_What this task involves_:
Count the lines of the records below that contain the word "logo". Reply with the number alone.

── Supplied records

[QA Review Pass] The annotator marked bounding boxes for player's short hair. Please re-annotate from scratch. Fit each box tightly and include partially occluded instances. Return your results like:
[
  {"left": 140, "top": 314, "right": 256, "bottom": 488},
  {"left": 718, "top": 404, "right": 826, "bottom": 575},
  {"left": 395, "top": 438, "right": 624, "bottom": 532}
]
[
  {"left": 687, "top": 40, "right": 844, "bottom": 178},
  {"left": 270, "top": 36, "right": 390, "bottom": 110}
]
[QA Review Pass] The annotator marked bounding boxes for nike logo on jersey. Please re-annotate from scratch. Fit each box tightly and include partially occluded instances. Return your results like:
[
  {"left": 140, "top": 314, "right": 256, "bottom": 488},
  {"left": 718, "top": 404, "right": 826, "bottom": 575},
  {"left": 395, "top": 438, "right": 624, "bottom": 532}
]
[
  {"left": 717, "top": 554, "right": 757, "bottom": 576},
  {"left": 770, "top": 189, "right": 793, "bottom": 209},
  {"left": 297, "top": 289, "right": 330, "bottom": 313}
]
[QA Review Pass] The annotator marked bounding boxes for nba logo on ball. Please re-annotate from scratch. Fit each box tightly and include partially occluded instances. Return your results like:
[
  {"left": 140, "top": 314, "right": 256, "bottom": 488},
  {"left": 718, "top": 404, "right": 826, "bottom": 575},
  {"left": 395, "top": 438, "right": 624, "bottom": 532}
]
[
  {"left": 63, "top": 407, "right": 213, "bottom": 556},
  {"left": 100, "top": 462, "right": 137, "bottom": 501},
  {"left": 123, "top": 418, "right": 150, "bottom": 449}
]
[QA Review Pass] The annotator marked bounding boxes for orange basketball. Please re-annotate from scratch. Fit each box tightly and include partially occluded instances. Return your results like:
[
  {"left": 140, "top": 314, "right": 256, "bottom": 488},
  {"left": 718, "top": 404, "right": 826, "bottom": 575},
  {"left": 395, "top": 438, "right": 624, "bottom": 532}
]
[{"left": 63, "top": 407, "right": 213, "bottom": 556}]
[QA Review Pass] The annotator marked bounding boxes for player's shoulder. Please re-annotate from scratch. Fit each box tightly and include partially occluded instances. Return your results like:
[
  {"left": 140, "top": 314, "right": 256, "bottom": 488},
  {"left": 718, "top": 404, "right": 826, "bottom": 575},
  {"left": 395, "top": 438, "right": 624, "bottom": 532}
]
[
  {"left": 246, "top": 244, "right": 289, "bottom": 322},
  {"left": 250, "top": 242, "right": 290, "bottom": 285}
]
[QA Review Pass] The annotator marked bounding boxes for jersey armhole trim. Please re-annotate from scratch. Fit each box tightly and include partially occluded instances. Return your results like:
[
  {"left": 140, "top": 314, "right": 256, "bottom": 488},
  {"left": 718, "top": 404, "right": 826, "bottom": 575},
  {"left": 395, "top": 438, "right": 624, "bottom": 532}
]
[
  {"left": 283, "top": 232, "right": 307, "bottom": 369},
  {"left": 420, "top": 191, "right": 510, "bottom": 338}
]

────

_Problem solution_:
2